* BRANO *
┌──

In uno spazio mentale in cui spiccano solo una consunta poltrona rossa, un cassettone, un armadio, gli attori evocano esperienze private e ricordi più o meno reali: ma i momenti migliori sono quelli in cui i loro vissuti si sovrappongono perfettamente agli stati d’animo di Giuliana, Ugo e Corrado, i personaggi di Antonioni che loro osservano come da fuori. I due registi-performer, coinvolgenti come al solito, lasciano stavolta ampio spazio alla strepitosa Monica Piseddu, in impressionante simbiosi con la Quarantenne. Li affiancano Benno Steinegger e, con un ruolo un po’ meno risolto, l’attrice-cantante Francesca Cuttica. Nel toccante finale, dietro un fondale trasparente, vengono tutti inghiottiti da una nebbia, scompaiono nel bianco, nell’assenza di colore, forse finalmente nel silenzio. Restano in vista solo i mobili, nella parte anteriore della scena. Fra le proposte straniere va segnalato C’est la vie del franco-marocchino Mohamed El Khatib, in cui - non senza qualche astuzia compositiva - i due attori, Daniel Kenigsberg e Fanny Catel, rivivono lo strazio per la perdita dei rispettivi figli, l’uno morto suicida a venticinque anni, l’altra stroncata bambina da una rara malattia. Clean City dei greci Anestis Axas e Prodromos Tsinikoris porta invece alla ribalta cinque vere badanti di varia provenienza, tutte pronte a raccontarsi e a cantare e ballare con festosa disinvoltura.

└──

* QUESITO 1 *
Indica se ciascuna affermazione concorda con il brano, rispondendo sì o no e citando le parole decisive: (a) a Francesca Cuttica tocca un ruolo un po' meno risolto; (b) nel finale anche i mobili spariscono nella nebbia; (c) Clean City porta in scena quattro badanti.
* QUESITO 2 *
Rispondi in base al brano:
(a) Come si chiamano i personaggi di Antonioni osservati dagli attori?
(b) Quali due attori recitano in C’est la vie?
(c) Quali mobili spiccano nello spazio mentale della scena?
Le righe qui di seguito sono materiale a sé, indipendente dal brano.

* DATI DA ESAMINARE *
┌──

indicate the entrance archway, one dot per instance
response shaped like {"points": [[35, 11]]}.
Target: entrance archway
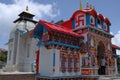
{"points": [[100, 56]]}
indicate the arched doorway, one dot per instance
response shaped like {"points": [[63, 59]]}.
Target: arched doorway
{"points": [[101, 58]]}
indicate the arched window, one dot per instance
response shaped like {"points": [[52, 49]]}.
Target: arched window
{"points": [[76, 62], [92, 20], [99, 23], [63, 62], [70, 62], [105, 27]]}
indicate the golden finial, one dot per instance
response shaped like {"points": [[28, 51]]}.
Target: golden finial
{"points": [[80, 4], [27, 8]]}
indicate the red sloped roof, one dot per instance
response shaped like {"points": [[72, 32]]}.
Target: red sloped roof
{"points": [[115, 46], [49, 26]]}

└──

* RISPOSTA ATTESA 1 *
(a) Sì: «con un ruolo un po’ meno risolto, l’attrice-cantante Francesca Cuttica»
(b) No: «Restano in vista solo i mobili, nella parte anteriore della scena»
(c) No: «porta invece alla ribalta cinque vere badanti di varia provenienza»

* RISPOSTA ATTESA 2 *
(a) Giuliana, Ugo e Corrado.
(b) Daniel Kenigsberg e Fanny Catel.
(c) Una consunta poltrona rossa, un cassettone e un armadio.